* What you will do:
Images do not belong in the copy; retype the rest of the entries below exactly.

Photo-based referring expression data:
········
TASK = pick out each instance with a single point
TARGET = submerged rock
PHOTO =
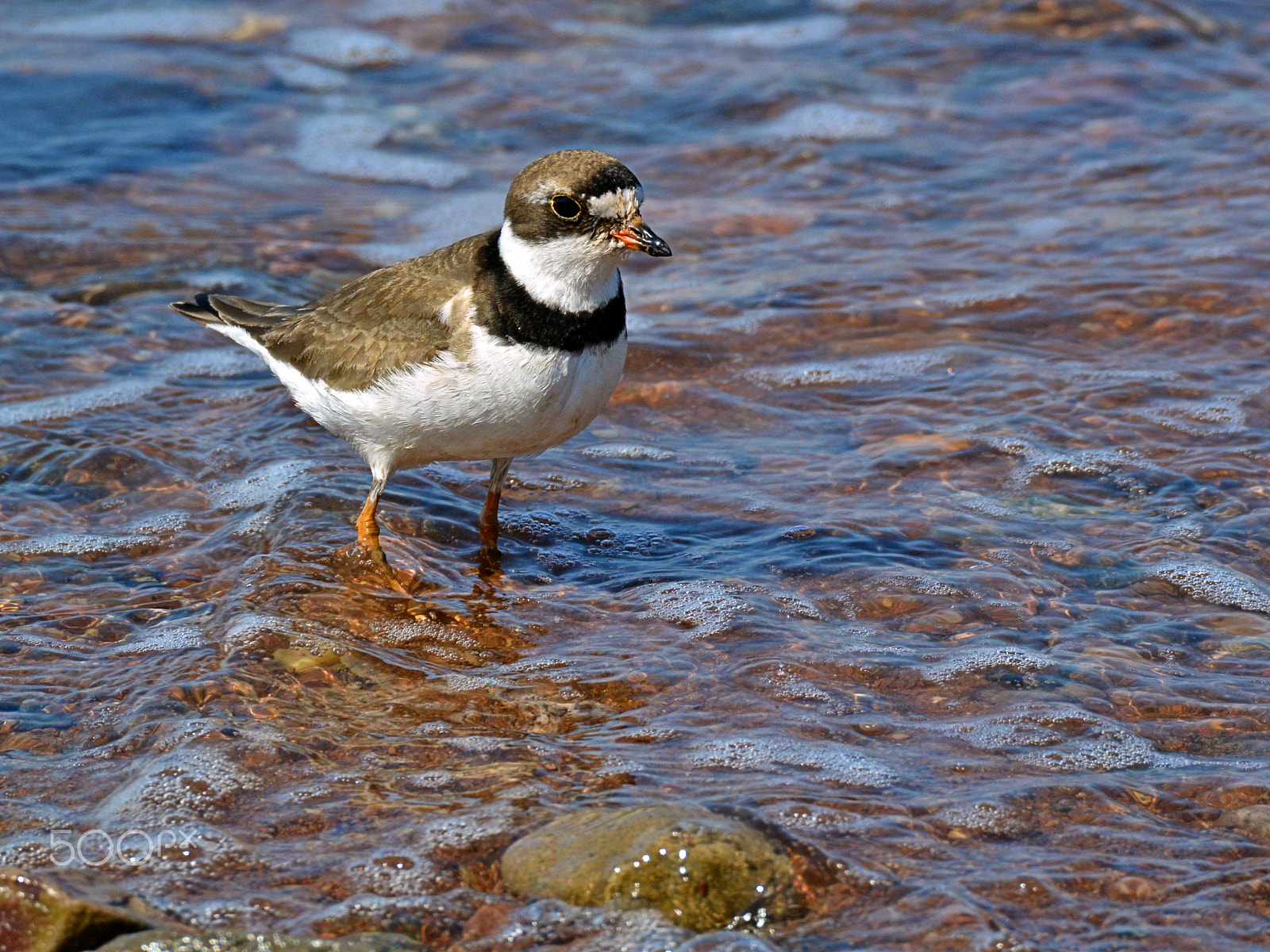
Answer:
(67, 912)
(224, 941)
(550, 923)
(702, 871)
(1253, 822)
········
* Written answer:
TASK = pick out each instance with a single point
TARGET = submerged rock
PHOTO =
Answer:
(67, 912)
(224, 941)
(550, 923)
(702, 871)
(1253, 822)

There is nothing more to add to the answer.